'''

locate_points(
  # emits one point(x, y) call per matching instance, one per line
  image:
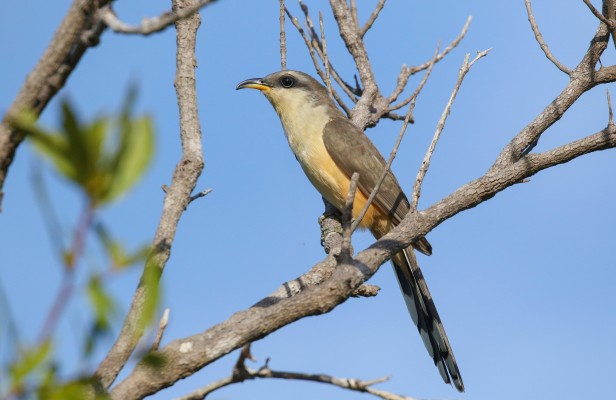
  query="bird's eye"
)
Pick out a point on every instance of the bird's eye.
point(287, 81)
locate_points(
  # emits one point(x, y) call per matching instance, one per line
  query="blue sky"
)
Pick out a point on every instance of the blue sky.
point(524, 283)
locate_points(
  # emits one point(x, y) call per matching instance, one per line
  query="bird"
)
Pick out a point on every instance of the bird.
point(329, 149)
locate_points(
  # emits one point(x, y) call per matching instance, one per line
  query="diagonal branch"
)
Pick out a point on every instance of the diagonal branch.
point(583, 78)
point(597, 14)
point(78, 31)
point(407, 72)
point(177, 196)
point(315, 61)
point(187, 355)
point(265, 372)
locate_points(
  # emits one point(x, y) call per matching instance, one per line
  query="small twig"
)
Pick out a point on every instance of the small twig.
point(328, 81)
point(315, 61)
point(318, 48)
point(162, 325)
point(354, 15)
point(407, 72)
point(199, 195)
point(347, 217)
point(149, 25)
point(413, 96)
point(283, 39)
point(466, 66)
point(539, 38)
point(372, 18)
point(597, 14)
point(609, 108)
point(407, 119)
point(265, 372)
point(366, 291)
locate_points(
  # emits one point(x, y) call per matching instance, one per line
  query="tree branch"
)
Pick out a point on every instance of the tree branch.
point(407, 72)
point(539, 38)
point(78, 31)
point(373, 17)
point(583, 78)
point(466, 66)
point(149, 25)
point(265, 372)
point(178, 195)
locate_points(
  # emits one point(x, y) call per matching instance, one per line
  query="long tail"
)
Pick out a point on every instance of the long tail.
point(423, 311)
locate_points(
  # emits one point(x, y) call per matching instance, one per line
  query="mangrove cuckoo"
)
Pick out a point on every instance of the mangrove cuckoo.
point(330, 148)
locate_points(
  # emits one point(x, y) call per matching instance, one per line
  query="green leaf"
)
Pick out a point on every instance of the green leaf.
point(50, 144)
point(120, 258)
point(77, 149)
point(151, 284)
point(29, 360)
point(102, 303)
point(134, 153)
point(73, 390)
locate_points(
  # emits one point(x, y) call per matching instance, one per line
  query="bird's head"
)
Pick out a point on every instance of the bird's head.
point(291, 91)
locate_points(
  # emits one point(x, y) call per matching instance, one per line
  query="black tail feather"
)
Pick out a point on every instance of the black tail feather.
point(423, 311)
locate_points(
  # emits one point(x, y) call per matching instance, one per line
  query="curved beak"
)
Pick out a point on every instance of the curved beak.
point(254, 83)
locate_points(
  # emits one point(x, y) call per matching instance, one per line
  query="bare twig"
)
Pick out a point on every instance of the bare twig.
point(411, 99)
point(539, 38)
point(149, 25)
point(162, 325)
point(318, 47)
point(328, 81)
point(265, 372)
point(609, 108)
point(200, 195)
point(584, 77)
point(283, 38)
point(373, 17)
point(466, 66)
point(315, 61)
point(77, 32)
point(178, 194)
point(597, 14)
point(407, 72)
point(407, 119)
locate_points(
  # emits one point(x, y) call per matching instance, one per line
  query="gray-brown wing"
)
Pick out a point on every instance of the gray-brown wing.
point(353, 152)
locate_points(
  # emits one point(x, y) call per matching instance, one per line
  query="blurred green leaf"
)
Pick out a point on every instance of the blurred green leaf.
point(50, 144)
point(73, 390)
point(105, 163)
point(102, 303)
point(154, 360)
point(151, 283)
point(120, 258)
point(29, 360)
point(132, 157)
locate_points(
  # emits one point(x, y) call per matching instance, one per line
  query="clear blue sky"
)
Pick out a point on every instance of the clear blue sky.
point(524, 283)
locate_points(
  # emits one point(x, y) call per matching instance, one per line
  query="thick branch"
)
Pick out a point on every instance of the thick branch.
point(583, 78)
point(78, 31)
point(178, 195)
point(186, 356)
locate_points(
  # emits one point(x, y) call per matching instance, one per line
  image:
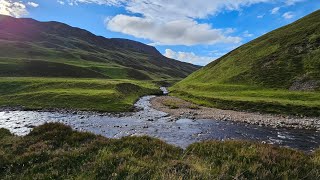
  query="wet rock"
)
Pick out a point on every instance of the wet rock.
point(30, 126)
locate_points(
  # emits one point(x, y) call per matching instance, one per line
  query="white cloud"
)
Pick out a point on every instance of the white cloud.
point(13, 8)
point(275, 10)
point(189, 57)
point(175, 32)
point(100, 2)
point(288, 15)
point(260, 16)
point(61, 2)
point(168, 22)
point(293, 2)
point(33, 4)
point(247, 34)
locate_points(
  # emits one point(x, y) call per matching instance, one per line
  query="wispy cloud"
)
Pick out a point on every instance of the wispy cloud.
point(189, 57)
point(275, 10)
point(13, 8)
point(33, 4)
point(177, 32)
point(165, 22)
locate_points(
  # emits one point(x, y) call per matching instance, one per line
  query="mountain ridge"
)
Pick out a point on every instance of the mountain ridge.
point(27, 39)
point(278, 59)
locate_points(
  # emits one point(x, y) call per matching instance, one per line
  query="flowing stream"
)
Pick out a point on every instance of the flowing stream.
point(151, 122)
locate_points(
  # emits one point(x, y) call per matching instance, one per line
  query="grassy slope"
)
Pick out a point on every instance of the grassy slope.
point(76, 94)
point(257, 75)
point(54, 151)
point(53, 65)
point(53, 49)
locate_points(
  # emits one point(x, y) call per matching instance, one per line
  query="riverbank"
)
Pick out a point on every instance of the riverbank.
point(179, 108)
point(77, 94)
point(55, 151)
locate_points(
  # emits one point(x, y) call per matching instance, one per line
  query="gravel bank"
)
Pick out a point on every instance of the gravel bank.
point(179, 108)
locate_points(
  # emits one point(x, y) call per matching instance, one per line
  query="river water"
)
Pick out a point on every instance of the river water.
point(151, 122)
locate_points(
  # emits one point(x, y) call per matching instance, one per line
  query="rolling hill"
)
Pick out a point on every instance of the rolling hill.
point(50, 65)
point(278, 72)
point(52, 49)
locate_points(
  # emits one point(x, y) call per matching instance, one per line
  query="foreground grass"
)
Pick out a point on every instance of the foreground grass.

'''

YOUR GOAL. Rewrite the records, from the beginning through the line containing "point(330, 148)", as a Markdown table with the columns Row and Line. Give each nonblank line its own numbered row, and omit the pictures.

ANSWER IN FULL.
| Row | Line |
|---|---|
| 1 | locate_points( |
| 2 |   # emits one point(x, y) call per matching instance, one per line |
| 3 |   image: |
| 4 |   query="bird's eye" |
| 5 | ) |
| 6 | Pick out a point on every instance of the bird's eye. |
| 7 | point(287, 81) |
| 8 | locate_points( |
| 9 |   # emits one point(x, y) call per matching instance, one per line |
| 10 |   query="blue sky" |
| 11 | ) |
| 12 | Pick out a point on every instance of the blue sky. |
| 13 | point(524, 283) |
| 14 | locate_points( |
| 15 |   # emits one point(x, y) call per matching instance, one per line |
| 16 |   query="bird" |
| 17 | ) |
| 18 | Pick out a point on every instance of the bird. |
| 19 | point(329, 149) |
| 20 | locate_points( |
| 21 |   # emits one point(x, y) call per matching instance, one per line |
| 22 |   query="diagonal branch" |
| 23 | ) |
| 24 | Pick out a point on every instance of the diagonal branch. |
| 25 | point(583, 78) |
| 26 | point(597, 14) |
| 27 | point(78, 31) |
| 28 | point(407, 72) |
| 29 | point(177, 196) |
| 30 | point(315, 61) |
| 31 | point(187, 355) |
| 32 | point(265, 372) |
| 33 | locate_points( |
| 34 |   # emits one point(x, y) call per matching instance, one per line |
| 35 |   query="small twig" |
| 36 | ) |
| 37 | Pick out a point on every instance of the small twig. |
| 38 | point(328, 81) |
| 39 | point(315, 61) |
| 40 | point(318, 48) |
| 41 | point(162, 325) |
| 42 | point(354, 15) |
| 43 | point(407, 72) |
| 44 | point(199, 195) |
| 45 | point(347, 217) |
| 46 | point(149, 25) |
| 47 | point(413, 96) |
| 48 | point(283, 39) |
| 49 | point(466, 66) |
| 50 | point(539, 38) |
| 51 | point(372, 18) |
| 52 | point(597, 14) |
| 53 | point(609, 108) |
| 54 | point(407, 119) |
| 55 | point(265, 372) |
| 56 | point(366, 291) |
| 57 | locate_points( |
| 58 |   # emits one point(x, y) call per matching instance, one per line |
| 59 |   query="tree branch" |
| 60 | ) |
| 61 | Pick out a point on every instance of the tree branch. |
| 62 | point(407, 72) |
| 63 | point(539, 38) |
| 64 | point(78, 31) |
| 65 | point(373, 17) |
| 66 | point(583, 78) |
| 67 | point(466, 66) |
| 68 | point(149, 25) |
| 69 | point(265, 372) |
| 70 | point(178, 195) |
| 71 | locate_points( |
| 72 |   # emits one point(x, y) call per matching instance, one per line |
| 73 |   query="long tail" |
| 74 | ) |
| 75 | Pick out a point on every instance of the long tail. |
| 76 | point(423, 311) |
| 77 | locate_points( |
| 78 |   # emits one point(x, y) call per matching instance, one per line |
| 79 |   query="mangrove cuckoo" |
| 80 | ) |
| 81 | Pick out a point on every instance of the mangrove cuckoo. |
| 82 | point(330, 148) |